> _Page excerpt_:
--------------------------------

Shift in Authority of Organization
It is a simple, yet a profound truth that the Supreme Court is not supreme. Contrary to contemporary belief that the Founding Fathers established three equal branches of government, the facts argue that the Supreme Court was originally intended to be the weakest of the three branches of American government.
It is not true that America’s Founding Fathers believed that they were creating three equal branches of government when they formulated the Constitution. This fact may be substantiated in several ways. That the powers of the Supreme Court were to be limited is expressed in the fact that the legislative and executive branches were given far more responsibilities and authority by the Constitution. The Supreme Court’s limited responsibility in American government can be seen in the fact that the duties and power given to the Supreme Court in the Constitution required the briefest description of the three branches. Add to this fact that the Founding Fathers stated that they intended that the Supreme Court should be very limited in its power. James Madison, Father of the Constitution, wrote in the Federalist Papers that were written to explain the importance of the Constitution:
. . .the judiciary, from the nature of its functions, will always be the least dangerous to the political rights of the Constitution. [T]he judiciary is, beyond comparison, the weakest of the three departments of power . . .

--------------------------------

> _Data_:
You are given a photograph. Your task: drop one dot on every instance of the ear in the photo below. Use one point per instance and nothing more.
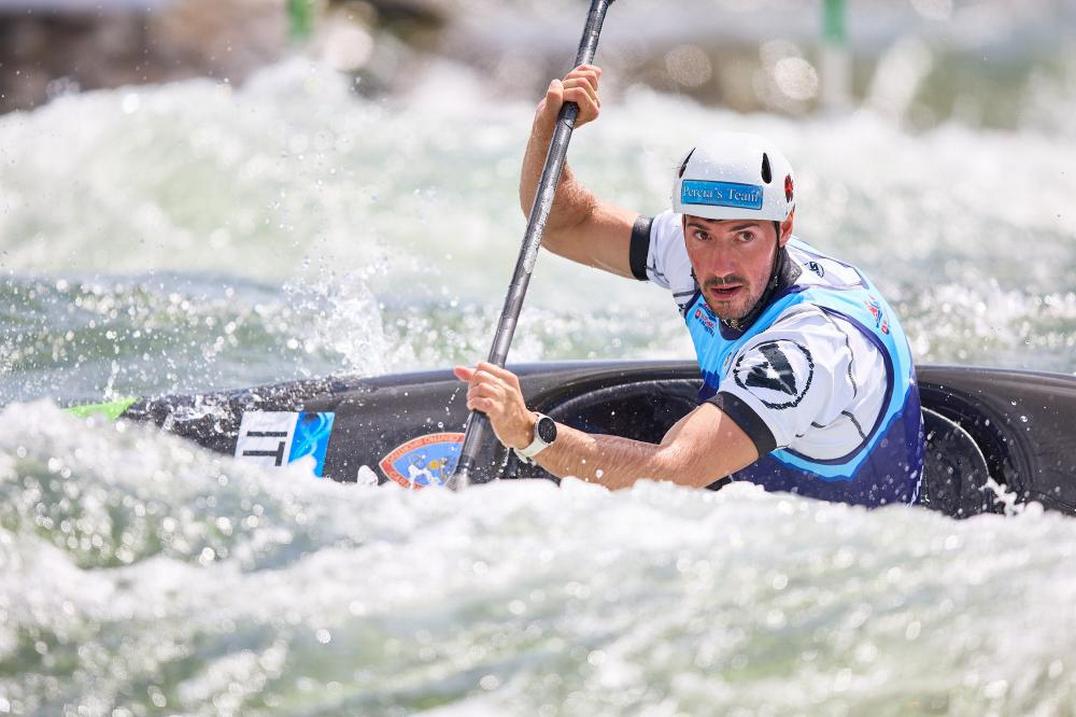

--------------------------------

> _What you will do_:
- a) In the Supreme Court excerpt above, retype the passage that begins at the words "Shift in Authority" and stops after "of American government.".
- b) Answer these questions using the Supreme Court excerpt above.
(i) Which branch of American government does the excerpt say was originally intended to be the weakest of the three?
(ii) Which two branches were given far more responsibilities and authority by the Constitution?
(iii) In the quoted passage, what does the judiciary always remain the least dangerous to?

> _Exercise answers_:
- a)
Shift in Authority of Organization
It is a simple, yet a profound truth that the Supreme Court is not supreme. Contrary to contemporary belief that the Founding Fathers established three equal branches of government, the facts argue that the Supreme Court was originally intended to be the weakest of the three branches of American government.

- b)
(i) The Supreme Court was originally intended to be the weakest of the three branches.
(ii) The legislative and executive branches were given far more responsibilities and authority.
(iii) The judiciary will always be the least dangerous to the political rights of the Constitution.